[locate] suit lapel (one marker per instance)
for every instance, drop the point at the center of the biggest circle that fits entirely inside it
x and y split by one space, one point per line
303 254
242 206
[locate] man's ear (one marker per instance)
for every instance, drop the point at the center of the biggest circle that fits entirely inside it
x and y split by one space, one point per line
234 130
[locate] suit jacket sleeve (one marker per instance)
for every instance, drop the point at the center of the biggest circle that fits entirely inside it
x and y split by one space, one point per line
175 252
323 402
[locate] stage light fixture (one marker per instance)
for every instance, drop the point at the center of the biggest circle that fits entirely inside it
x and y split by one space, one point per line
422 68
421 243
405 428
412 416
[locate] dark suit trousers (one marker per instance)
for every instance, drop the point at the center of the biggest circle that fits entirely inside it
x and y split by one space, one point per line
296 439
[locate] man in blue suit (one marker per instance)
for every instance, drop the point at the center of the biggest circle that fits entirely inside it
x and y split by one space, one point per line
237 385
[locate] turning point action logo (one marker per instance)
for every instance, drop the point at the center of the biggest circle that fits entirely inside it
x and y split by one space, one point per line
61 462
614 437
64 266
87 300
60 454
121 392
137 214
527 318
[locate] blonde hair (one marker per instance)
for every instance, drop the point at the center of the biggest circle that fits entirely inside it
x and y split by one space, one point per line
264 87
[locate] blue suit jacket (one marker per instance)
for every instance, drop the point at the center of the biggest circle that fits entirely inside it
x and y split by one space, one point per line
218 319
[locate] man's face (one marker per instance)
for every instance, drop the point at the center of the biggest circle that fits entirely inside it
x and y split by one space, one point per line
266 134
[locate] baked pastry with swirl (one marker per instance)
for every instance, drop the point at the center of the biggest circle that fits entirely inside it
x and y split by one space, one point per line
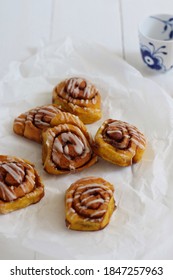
31 123
20 184
119 142
89 204
79 97
67 146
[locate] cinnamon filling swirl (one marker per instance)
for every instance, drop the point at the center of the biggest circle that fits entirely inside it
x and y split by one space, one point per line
70 149
16 180
78 89
121 135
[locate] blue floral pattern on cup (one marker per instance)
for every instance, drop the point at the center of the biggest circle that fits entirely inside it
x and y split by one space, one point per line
153 57
168 27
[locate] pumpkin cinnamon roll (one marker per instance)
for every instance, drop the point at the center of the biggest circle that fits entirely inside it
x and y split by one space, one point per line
89 204
66 146
33 122
119 143
20 184
79 97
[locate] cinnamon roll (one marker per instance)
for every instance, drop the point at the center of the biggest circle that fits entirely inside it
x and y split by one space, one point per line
20 184
119 142
89 204
79 97
67 146
33 122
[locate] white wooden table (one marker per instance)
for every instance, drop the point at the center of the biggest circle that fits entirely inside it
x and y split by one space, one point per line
26 25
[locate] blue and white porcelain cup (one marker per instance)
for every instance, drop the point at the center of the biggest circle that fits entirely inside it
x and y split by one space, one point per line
156 41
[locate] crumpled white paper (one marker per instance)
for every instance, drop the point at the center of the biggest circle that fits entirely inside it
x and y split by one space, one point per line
142 225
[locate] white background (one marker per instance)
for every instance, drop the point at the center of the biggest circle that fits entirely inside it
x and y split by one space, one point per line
27 25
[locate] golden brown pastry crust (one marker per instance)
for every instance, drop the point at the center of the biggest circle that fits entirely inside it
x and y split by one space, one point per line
89 204
79 97
20 184
119 143
33 122
67 145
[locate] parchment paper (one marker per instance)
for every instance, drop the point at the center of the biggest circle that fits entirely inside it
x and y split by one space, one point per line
142 225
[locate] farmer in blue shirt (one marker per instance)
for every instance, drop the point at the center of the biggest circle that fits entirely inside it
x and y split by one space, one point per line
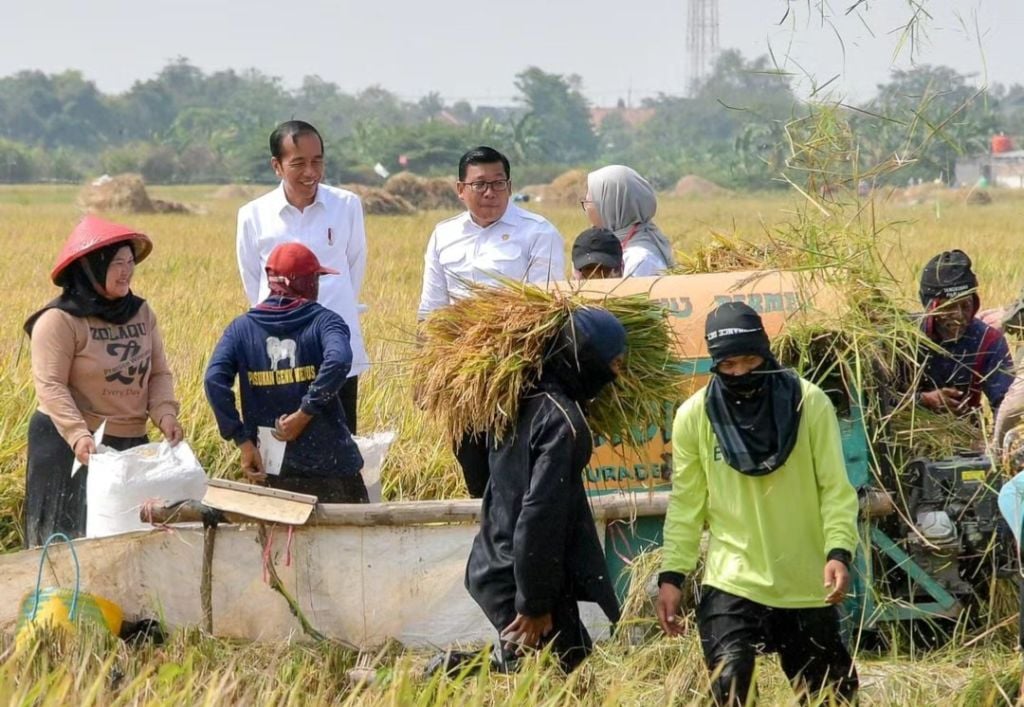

——————

▶ [Exercise requirements]: Copy out every one of the rows above word for word, from the first to the last. Leave the pictures out of your copy.

▶ [Output for this task]:
[locate] suit lapel (one marker per instance)
for every instance, drop the point at the center of the biggest circle that fits entirely inside it
x and y split by one space, one point per line
303 254
242 206
[locate] man's ear (one marker per instance)
for every instance, drop the point at the center of the biggest circle that fits entirely inside it
x and y split by one space, one point per line
234 130
[locate] suit jacket sleeve (one marker per instance)
for every instance, drop the point at the center of the biggest circle that fits entirely inside it
x and y split by one space, one point per line
175 252
323 402
[locate] stage light fixture (one marker per instance)
for every instance, drop the point at the center of the biggest circle that fits entirely inside it
x and y split by one space, one point per line
422 68
421 243
405 428
412 416
[locate] dark suit trousers (one marker per instance)
for every instance, drop the point at the center of the biggest circle that fits entirely inside it
x and y split by one space, one point per line
296 439
[locate] man in blue suit (one marker per instance)
for every instance, drop the point at the center of the biggest circle that fits entirely inside it
x and y split by one space, one point per line
237 385
[locate] turning point action logo (one marker per instance)
for every instance, drop the point at the center of the biggest circle that fits entirely inside it
x and y split by one space, one point per line
61 462
614 437
64 266
87 300
60 454
121 392
137 214
527 318
[locate] blonde hair (one marker per instance)
for every instance, drop the point at the center of the biggest circle that fits entirely inside it
x and y split by one space, one point per line
264 87
[locate] blue suit jacket (one marker per instance)
for every instance, drop the point at the center of the biggest circle that fits entirely inside it
x and y split by one space, one point per line
218 319
[locate] man's face (one marker per instance)
for every instance, drop the point at the center of the biggest circle that fits entirely inside it
x and y split by one space, one point per line
266 134
[locate] baked pastry with swirl (one marker per instance)
for every instance, drop the point at the center of the biggest circle that fits entirely inside it
x and y split by one space, one point per line
31 123
20 184
119 142
89 204
79 97
67 146
[locate] cinnamon filling swirl (one marker per instance)
for every instance, drop the point at the center of the biggest circle that fits entirely inside it
x and y split by one space, one point per line
70 149
16 180
78 89
121 135
[locate] blue floral pattern on cup (one marker per instance)
for every instance, drop the point at the center of the biggest circle that fits entirely inside it
x and y split by one space, one point per line
153 57
168 27
[locate] pumpkin cinnamon roll (one marker per instance)
for every instance, drop the point at the center of the biggest circle that fits entirely inside it
x and y split by one space, one point per line
89 204
66 146
33 122
119 143
20 184
79 97
[locate] cinnamon roll (one marker per instance)
for every instance, drop the point at the center of the biggest circle that fits entirely inside it
x and y split by one space, one point per line
20 184
119 142
89 204
79 97
67 146
33 122
[locate] white wooden table (one marker per instance)
for every instance, drop the point at the center of the biggest circle that fits entirely inside it
x and y split by one space, one point per line
26 25
[locate] blue and white porcelain cup (one marker per instance)
for every instance, drop the point at the center of the biggest circle that fits entirely inside it
x and y split by one space, one point per line
156 41
[locate] crumpled white paper (one marker per instance)
for every instance, drop the point at the center of the biggest circle that fits entirely inside it
x and y split by one space, one point per line
142 225
[locate] white background (one marker per instance)
for every instance, drop the point at the center of the biggest circle that fits entirely inside it
x and y split by one space, one point per line
27 25
[locate] golden brown pastry crust (one marker per instance)
for every instance, drop the point at the center of the biggest circle that fits entirely inside it
x and y split by one space, one point per line
89 204
79 97
20 184
119 143
33 122
67 145
[locate] parchment paper (one marker per instance)
for every instance, drop the point at the center of the biggest circle that fits entirely inside it
x and y split by one space, one point per line
142 225
[locate] farmer in blue shirt (one marker per instance)
for every instance, drop the point at the center of the biggest circle that fits entirely inside it
x and y split by one space, one point per line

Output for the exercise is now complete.